# To do
Copy the data below exactly, omitting any picture it contains.

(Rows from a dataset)
++++++++++++++++++++

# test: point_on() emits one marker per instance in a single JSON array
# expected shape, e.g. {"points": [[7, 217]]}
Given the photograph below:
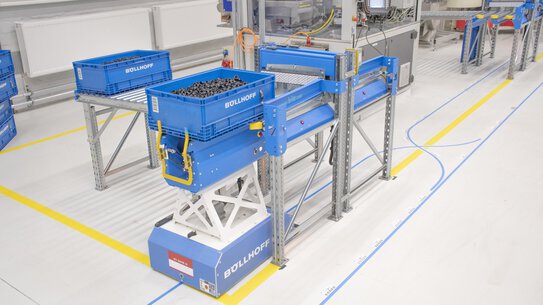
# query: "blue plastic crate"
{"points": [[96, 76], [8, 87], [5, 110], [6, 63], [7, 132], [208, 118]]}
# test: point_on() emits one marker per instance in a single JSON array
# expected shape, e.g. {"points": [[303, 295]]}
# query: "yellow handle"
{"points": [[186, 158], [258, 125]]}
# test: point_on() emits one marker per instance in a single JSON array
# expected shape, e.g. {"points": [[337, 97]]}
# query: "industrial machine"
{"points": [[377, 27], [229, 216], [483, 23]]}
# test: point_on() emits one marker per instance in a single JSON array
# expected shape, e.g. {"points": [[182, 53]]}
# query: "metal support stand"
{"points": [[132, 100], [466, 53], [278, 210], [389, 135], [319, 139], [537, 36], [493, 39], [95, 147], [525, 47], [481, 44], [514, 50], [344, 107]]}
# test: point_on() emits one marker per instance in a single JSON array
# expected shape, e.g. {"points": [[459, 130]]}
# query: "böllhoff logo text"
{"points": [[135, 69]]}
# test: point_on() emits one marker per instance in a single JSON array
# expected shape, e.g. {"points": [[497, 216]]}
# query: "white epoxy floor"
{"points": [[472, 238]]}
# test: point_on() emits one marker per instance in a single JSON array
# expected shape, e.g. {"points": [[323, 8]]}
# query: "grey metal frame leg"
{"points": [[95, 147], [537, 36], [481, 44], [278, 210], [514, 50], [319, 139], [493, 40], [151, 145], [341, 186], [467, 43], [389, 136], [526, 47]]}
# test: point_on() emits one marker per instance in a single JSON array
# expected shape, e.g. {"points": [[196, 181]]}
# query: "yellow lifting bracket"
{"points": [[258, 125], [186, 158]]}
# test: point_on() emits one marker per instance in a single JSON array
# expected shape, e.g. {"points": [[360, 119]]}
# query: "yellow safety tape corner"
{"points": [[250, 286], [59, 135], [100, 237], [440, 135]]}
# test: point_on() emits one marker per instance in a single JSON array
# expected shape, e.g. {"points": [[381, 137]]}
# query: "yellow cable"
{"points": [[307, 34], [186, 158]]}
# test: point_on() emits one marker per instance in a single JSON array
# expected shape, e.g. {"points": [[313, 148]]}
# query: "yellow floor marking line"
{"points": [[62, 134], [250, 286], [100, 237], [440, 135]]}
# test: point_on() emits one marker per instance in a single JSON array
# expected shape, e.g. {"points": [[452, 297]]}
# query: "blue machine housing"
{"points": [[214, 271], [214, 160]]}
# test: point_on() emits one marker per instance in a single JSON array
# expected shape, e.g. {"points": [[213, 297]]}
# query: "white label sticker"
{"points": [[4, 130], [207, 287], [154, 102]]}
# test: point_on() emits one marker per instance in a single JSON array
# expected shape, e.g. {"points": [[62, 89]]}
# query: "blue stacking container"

++++++++++++++++++++

# Solution to the exercise
# test: point_on() emits one marker per instance in a single JSON array
# expected shape, e.g. {"points": [[7, 217]]}
Given the photograph below:
# query: "blue plastic crate"
{"points": [[96, 76], [8, 87], [5, 110], [6, 63], [7, 132], [208, 118]]}
# test: point_on() emits one marker per instance in a single JSON array
# expected shape, e.g. {"points": [[303, 295]]}
# query: "yellow handle"
{"points": [[186, 158], [258, 125]]}
# test: point_on() emits one marker per instance in a single JSON array
# expected shape, e.g. {"points": [[337, 97]]}
# query: "industrial machine"
{"points": [[377, 27], [229, 216], [483, 23]]}
# test: point_on() emits one marker per instance in a single JSON array
# expected shape, e.g. {"points": [[182, 53]]}
# query: "metal support stand"
{"points": [[132, 100], [466, 53], [278, 210], [389, 135], [319, 139], [537, 36], [493, 39], [95, 147], [525, 47], [481, 44], [514, 50], [344, 107]]}
# test: point_on() emits one marker per instance in a single JSON array
# expected shape, e.g. {"points": [[459, 130]]}
# query: "böllhoff logo text"
{"points": [[135, 69]]}
# test: point_on() emits one marker per instance in a single JSON array
# expected shape, e.g. {"points": [[497, 216]]}
# query: "white epoxy floor"
{"points": [[472, 238]]}
# test: point_on() emits one marker per instance in a single JSON array
# expected shape, e.g. {"points": [[323, 8]]}
# query: "grey metal frame leg"
{"points": [[95, 147], [537, 36], [481, 44], [278, 210], [514, 50], [319, 139], [493, 40], [151, 145], [341, 186], [467, 43], [389, 136], [526, 47]]}
# test: point_on() emits one marker per instance in a single JSON array
# expected shape, e.g. {"points": [[196, 181]]}
# query: "yellow lifting bracket"
{"points": [[258, 125], [186, 158]]}
# test: point_on() emits one marker per instance in a single JSON array
# expected shape, e.g. {"points": [[360, 119]]}
# query: "yellow safety tape corner"
{"points": [[250, 286], [59, 135], [100, 237], [440, 135]]}
# test: point_on() emits one marker per instance in a single JSON array
# expected shape, e.g. {"points": [[381, 137]]}
# query: "yellow cable"
{"points": [[307, 34], [186, 158]]}
# test: point_on() emits one marker per instance in a single JSON array
# expected shape, e.g. {"points": [[313, 148]]}
# query: "yellow floor marking line"
{"points": [[62, 134], [250, 286], [100, 237], [440, 135]]}
# test: point_on() emits one marker per instance in a single JSON array
# expected shape, e.g. {"points": [[452, 297]]}
# query: "blue machine housing"
{"points": [[214, 271], [214, 160]]}
# test: point_on() emits one marker per instance in a single JSON array
# expected shape, e.g. {"points": [[213, 297]]}
# query: "white label sticker"
{"points": [[4, 130], [207, 287], [154, 102]]}
# test: point_on() emits one marker per instance in a single JSON array
# expected shape, e.g. {"points": [[62, 89]]}
# query: "blue stacking container"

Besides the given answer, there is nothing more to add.